EXTRACT TO READ =
When the ninth film opens, we are back at Crystal Lake. A woman arrives at a two-story cabin which must have been built while Jason was busy fucking around in the Big Apple. She has a New York cap on, so it seems we’re supposed to believe Jason saw her in the city and then somehow followed her back to camp (after coming back to life and turning back into an adult).

The woman changes a light bulb and then gets undressed. And sure enough, Jason is there, back to his adult self, and he soon chases the woman through the woods. The woman, by the way, has a towel wrapped around her, and manages to keep it on while running. The towel is the first magical item in this ridiculous film. But it is far from the last.

YOUR INSTRUCTIONS = Write the next few paragraphs of the recap of the ninth Jason film, picking up right after its final sentence. The listing that comes next is separate material and has no connection to the film recap.

EXTRACTED MATERIAL =
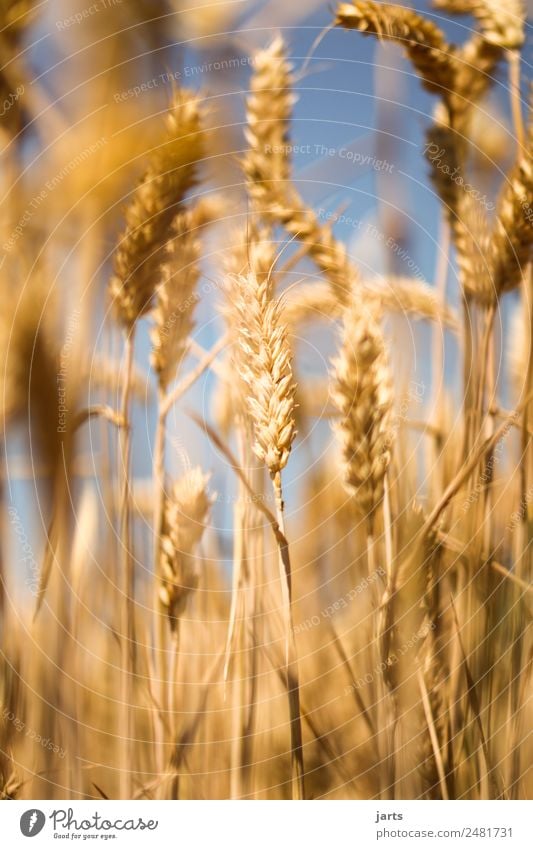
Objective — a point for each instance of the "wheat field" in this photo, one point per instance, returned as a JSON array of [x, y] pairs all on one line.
[[267, 400]]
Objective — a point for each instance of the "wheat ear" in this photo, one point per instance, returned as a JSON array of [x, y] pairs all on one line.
[[263, 360], [171, 172], [361, 391], [267, 168]]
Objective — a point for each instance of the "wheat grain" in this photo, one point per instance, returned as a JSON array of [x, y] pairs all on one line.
[[264, 363], [361, 391], [176, 295], [170, 174], [186, 512]]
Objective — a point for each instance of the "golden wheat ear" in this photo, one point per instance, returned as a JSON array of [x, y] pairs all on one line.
[[361, 391], [176, 296], [424, 42], [186, 513], [171, 173]]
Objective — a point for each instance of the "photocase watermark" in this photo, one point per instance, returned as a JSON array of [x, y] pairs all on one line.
[[518, 516], [435, 155], [64, 357], [340, 603], [50, 185], [21, 726], [322, 151], [11, 99], [32, 581], [375, 233], [486, 475], [65, 825], [88, 12], [391, 660], [187, 72]]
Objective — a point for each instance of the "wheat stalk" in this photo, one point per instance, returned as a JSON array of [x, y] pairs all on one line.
[[267, 168], [263, 360], [171, 173], [361, 391]]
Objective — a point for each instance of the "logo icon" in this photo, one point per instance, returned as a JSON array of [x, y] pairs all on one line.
[[32, 822]]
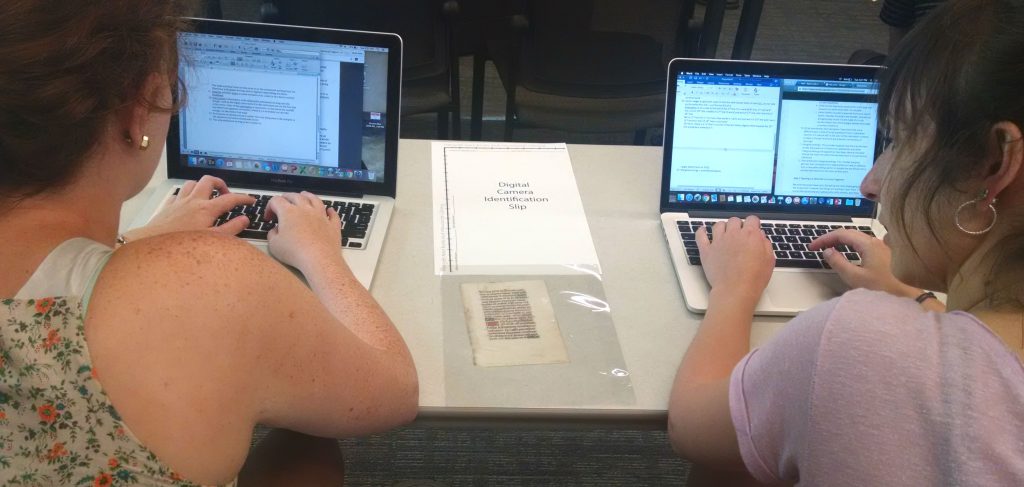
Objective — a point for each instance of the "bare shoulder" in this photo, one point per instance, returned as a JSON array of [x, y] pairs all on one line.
[[175, 325]]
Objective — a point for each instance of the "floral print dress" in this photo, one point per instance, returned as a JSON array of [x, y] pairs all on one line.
[[56, 425]]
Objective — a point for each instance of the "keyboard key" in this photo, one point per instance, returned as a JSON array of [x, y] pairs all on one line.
[[799, 263], [256, 234]]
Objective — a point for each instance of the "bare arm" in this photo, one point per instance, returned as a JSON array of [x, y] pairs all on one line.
[[738, 266]]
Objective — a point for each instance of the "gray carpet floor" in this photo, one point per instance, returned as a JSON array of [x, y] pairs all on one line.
[[825, 31]]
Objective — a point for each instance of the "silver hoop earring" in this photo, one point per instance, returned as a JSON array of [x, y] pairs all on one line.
[[995, 215]]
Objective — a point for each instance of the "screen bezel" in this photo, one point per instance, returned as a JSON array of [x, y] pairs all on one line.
[[780, 70], [291, 182]]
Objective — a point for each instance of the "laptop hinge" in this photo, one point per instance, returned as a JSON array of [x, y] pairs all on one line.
[[771, 216]]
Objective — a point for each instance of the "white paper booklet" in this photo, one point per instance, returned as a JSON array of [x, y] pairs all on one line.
[[508, 209]]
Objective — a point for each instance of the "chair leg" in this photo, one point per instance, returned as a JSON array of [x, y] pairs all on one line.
[[456, 122], [442, 128], [509, 115], [456, 106], [640, 137], [476, 115]]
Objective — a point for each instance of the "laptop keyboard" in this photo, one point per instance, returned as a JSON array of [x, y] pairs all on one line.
[[788, 240], [356, 218]]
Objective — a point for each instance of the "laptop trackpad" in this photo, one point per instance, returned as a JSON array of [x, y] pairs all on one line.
[[800, 291]]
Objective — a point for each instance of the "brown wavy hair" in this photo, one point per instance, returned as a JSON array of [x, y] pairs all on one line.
[[948, 82], [66, 67]]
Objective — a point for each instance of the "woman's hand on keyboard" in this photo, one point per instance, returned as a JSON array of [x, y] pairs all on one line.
[[737, 259], [308, 233], [195, 209], [873, 272]]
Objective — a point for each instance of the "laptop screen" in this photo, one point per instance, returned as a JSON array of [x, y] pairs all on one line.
[[294, 107], [770, 137]]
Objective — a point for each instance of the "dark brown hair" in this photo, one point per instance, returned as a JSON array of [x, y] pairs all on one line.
[[948, 82], [66, 67]]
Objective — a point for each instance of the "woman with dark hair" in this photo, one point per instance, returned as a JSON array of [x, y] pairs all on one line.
[[152, 364], [885, 385]]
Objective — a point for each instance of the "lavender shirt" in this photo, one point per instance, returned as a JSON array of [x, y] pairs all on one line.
[[869, 389]]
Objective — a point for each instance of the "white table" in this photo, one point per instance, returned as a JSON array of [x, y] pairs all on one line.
[[620, 190]]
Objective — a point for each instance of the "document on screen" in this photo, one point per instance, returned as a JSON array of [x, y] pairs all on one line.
[[825, 147], [724, 138], [508, 209], [264, 114]]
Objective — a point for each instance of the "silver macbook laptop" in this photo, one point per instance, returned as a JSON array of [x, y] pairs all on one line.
[[788, 142], [276, 108]]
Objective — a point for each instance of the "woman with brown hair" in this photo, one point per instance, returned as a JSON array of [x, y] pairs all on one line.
[[152, 364], [885, 385]]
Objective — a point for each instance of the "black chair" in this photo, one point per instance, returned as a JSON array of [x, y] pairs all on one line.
[[596, 65], [430, 69], [747, 31]]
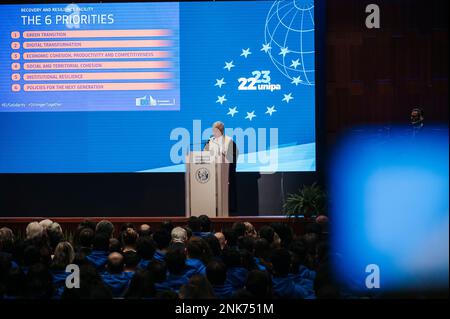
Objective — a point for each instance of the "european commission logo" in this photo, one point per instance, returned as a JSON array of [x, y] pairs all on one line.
[[148, 100]]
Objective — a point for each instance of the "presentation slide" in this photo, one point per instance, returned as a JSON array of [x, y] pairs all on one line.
[[134, 87]]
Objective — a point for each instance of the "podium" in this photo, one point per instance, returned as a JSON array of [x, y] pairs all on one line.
[[206, 181]]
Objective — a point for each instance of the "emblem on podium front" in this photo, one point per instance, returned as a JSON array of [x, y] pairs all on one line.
[[202, 175]]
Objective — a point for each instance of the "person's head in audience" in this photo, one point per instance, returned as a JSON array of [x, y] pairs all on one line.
[[162, 239], [105, 227], [247, 260], [55, 234], [7, 240], [33, 230], [145, 247], [130, 260], [216, 272], [158, 271], [175, 261], [15, 283], [239, 228], [231, 237], [31, 255], [39, 282], [167, 225], [86, 237], [214, 245], [259, 284], [92, 286], [144, 230], [250, 230], [205, 223], [194, 224], [221, 238], [179, 235], [63, 255], [281, 262], [231, 257], [45, 223], [80, 258], [197, 248], [115, 264], [188, 231], [129, 238], [141, 286], [125, 226], [198, 287], [247, 243], [101, 242]]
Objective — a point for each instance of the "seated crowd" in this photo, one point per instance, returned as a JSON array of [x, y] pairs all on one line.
[[168, 262]]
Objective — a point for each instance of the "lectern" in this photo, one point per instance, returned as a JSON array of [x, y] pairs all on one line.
[[206, 184]]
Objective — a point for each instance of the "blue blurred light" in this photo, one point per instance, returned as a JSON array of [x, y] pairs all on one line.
[[390, 207]]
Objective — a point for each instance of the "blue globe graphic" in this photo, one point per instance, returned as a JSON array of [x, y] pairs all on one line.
[[289, 31]]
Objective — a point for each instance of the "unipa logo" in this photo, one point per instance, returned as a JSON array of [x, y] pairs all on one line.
[[259, 81]]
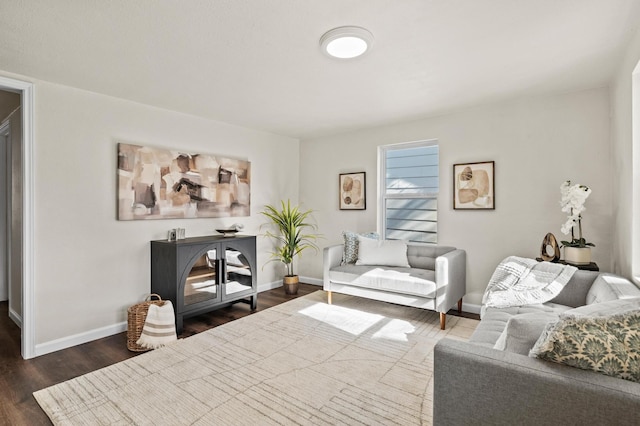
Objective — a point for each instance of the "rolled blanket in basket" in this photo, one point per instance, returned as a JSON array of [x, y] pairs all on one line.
[[159, 326]]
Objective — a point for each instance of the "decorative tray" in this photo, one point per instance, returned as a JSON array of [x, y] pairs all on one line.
[[227, 232]]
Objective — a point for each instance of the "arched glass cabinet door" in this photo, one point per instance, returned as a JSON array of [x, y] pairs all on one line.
[[202, 283], [238, 273]]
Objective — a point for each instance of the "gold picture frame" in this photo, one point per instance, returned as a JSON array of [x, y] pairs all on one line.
[[474, 186], [352, 191]]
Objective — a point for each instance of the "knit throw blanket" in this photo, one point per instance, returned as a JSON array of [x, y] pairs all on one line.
[[159, 326], [518, 281]]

EXERCISE RESULT =
She leads Jason to a clearing, where suddenly several large lights are turned on and aimed at Jason. A SWAT team is there to destroy the unstoppable killer, and the woman was just bait, leading him from New York back to the woods of Crystal Lake. Anyway, the team blows Jason up, his head landing near his heart, which still beats. Some guy hiding in the woods says, “I don’t think so,” which hints that perhaps the movie is not over.

Jason’s body is taken to the federal morgue in Youngstown, Ohio, and an autopsy is performed. The heart begins beating again, which surprises the coroner. It would be impossible for him to explain this, so he does the only logical thing – he eats the heart. Then fireflies or pixies enter his body and he begins acting strangely. For example, he kills his co-workers.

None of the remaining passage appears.